▸ **Given request**
Begin at the line that contains "the motorcycle exhaust" and stop after the last line of the items. Write out every line in that span again, shifting each x and y coordinate value by -32 and leaving all other text unchanged.
----- Recorded information -----
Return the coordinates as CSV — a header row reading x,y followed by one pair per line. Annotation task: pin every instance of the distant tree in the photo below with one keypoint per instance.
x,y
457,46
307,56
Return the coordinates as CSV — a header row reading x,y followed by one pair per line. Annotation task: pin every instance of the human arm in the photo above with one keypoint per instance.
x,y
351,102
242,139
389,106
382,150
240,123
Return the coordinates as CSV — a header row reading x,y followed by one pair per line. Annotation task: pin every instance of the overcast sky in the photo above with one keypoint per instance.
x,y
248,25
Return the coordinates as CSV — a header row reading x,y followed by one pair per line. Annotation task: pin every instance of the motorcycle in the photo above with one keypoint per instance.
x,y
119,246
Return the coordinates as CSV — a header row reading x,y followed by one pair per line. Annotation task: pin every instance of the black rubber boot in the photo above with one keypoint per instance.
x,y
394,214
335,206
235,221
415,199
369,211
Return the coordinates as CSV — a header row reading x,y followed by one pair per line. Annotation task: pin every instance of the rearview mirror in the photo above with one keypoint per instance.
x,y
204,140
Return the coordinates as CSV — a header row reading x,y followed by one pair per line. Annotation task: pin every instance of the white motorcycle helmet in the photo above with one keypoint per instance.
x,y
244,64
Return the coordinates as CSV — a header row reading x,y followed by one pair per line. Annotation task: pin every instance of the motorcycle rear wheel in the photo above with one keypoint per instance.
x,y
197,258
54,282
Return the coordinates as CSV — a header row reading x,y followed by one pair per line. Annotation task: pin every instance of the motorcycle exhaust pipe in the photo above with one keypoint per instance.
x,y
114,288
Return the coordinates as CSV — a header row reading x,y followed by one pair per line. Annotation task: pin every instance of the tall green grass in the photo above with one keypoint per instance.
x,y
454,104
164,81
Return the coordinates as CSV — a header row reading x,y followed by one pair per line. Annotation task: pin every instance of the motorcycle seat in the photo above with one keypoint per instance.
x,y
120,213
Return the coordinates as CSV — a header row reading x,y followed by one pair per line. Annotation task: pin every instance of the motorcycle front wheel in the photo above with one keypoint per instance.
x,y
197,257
-----
▸ **Expected answer**
Return the coordinates as CSV — a header row reading x,y followed by one pair per line. Annotation task: pin every instance of the motorcycle exhaust pipe in the photo above with one keypoint per instance.
x,y
82,256
Return the coordinates as CSV — a header row reading x,y followed by one pair per line. Annotation task: pin every instance of the tall green grass in the photo above with one keypoint per instance.
x,y
422,72
132,49
Return the coordinates as CSV — a header row reading x,y followed by one pair per line. Annotation task: pin every instance of the motorcycle seat in the photo above with one keypoint per instance.
x,y
88,181
Return the coordinates as CSV — a header row reading x,y followed by one pair per line. Annotation task: pin every instance of the motorcycle front wheel in the photo above with one keypoint per instance.
x,y
165,225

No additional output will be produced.